> _INSTRUCTIONS TO FOLLOW_
Which lines run from the one containing "Target: long sleeve" to the end of the entries below? Reproduce them exactly, both ends included.

#### INPUT FOR THIS TASK ####

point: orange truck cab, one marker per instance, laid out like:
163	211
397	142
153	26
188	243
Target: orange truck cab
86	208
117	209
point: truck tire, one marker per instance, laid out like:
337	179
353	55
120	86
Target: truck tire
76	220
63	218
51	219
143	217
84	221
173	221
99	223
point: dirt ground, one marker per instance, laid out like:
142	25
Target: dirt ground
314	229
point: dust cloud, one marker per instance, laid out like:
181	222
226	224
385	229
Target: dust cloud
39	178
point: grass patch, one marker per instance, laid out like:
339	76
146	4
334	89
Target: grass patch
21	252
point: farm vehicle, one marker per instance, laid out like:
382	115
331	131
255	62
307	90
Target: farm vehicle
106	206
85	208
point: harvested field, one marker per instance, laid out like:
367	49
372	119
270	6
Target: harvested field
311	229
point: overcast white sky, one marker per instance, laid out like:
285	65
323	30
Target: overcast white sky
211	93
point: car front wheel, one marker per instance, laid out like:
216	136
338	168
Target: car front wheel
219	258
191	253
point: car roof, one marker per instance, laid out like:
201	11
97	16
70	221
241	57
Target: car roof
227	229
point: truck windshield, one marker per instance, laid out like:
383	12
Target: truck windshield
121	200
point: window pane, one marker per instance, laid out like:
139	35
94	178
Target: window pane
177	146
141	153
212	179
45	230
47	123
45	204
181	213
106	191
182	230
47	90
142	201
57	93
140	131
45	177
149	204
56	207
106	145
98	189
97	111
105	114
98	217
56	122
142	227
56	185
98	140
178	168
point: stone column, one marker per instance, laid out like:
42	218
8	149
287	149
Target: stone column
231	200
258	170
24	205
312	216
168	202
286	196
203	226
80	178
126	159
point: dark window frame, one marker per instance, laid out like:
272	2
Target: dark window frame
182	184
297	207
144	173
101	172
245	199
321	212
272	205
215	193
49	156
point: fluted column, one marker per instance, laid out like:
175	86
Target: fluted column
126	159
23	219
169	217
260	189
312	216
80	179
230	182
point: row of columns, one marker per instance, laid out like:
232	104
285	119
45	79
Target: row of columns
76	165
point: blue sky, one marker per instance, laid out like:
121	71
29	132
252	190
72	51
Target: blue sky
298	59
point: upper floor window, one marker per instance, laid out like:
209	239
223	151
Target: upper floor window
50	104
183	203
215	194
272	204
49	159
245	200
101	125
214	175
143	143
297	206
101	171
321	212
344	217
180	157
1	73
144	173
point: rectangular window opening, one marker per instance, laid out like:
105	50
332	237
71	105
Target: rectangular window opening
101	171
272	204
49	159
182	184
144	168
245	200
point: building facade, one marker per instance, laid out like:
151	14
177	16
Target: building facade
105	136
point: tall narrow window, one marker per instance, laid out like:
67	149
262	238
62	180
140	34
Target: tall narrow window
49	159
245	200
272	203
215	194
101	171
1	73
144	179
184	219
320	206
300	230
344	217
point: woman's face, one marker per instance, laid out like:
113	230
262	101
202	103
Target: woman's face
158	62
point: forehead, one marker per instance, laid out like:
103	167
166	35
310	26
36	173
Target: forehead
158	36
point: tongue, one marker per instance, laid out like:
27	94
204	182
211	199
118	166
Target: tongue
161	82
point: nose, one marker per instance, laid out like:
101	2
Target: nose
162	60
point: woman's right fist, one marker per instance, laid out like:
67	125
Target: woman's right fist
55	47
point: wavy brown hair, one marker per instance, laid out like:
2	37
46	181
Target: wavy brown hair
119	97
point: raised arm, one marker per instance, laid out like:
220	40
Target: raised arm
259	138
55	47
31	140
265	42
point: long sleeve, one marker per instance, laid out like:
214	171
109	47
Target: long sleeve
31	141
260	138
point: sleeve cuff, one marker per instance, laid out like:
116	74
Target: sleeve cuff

####

> _OUTPUT FOR THIS EXERCISE_
Target: long sleeve
31	141
260	138
point: sleeve cuff, one marker per instance, laid out like:
116	74
Target: sleeve cuff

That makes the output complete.